• **Directions for this task**
Gather every line of the records below that contains the string "seat".

Entries from a data source:
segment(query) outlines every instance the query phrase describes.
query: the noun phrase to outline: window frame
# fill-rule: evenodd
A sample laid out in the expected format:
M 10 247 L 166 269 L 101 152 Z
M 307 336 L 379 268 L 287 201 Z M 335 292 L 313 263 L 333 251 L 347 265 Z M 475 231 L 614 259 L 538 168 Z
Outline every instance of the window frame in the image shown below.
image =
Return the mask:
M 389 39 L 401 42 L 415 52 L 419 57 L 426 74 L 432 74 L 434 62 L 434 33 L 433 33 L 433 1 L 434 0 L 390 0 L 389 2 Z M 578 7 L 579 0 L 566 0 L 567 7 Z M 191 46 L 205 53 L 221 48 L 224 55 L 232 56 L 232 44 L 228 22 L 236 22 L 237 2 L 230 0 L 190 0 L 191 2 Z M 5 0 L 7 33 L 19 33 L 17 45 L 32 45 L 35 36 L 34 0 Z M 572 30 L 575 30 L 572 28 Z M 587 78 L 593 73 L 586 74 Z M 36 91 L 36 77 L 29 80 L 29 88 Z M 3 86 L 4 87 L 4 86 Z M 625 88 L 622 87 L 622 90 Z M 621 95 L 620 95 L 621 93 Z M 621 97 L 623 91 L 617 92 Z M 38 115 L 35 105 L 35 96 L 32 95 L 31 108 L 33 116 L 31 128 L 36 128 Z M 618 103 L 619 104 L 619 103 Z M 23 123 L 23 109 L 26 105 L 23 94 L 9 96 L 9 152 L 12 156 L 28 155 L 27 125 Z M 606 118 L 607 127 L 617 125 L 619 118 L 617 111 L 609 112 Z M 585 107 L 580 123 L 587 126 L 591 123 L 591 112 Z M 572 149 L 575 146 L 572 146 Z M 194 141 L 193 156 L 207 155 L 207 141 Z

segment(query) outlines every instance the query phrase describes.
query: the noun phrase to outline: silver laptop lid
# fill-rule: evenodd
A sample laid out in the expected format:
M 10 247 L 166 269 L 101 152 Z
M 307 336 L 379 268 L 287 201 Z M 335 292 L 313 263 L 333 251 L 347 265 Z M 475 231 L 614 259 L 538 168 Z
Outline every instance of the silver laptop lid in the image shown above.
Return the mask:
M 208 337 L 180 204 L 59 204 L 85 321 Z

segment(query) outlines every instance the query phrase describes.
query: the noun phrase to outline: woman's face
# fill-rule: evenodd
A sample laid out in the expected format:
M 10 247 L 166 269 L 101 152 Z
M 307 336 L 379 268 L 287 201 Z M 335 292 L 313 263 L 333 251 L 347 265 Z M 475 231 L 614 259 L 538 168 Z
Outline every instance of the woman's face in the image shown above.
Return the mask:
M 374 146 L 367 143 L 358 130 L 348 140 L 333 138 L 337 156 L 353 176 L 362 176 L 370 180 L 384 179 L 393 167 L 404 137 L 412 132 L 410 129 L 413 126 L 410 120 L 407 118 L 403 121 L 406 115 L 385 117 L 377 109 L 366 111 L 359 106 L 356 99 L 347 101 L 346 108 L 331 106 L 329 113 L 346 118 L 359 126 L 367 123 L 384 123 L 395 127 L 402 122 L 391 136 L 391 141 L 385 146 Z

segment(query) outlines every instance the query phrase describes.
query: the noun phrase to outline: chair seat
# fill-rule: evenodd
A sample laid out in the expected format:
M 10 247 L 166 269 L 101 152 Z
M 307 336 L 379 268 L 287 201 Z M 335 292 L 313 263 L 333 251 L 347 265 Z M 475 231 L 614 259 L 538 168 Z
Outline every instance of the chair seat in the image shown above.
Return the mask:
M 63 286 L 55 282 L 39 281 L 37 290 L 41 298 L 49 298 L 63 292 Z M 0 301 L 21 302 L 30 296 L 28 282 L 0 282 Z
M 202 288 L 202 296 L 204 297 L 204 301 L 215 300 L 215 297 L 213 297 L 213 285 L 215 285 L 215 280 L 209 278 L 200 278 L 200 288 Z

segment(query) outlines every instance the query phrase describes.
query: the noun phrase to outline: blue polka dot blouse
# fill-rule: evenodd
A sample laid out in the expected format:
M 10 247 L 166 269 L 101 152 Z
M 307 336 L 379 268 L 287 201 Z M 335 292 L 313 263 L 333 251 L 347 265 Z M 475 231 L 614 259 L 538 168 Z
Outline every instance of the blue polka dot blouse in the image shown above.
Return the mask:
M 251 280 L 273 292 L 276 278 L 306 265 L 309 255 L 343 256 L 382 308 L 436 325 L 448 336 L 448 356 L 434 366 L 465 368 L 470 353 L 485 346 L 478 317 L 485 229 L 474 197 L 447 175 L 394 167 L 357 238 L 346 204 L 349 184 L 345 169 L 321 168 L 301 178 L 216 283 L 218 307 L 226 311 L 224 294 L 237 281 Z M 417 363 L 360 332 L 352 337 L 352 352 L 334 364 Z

• **Solved exercise**
query: the noun phrase to outline: chair seat
Outline every instance of the chair seat in the image shown above.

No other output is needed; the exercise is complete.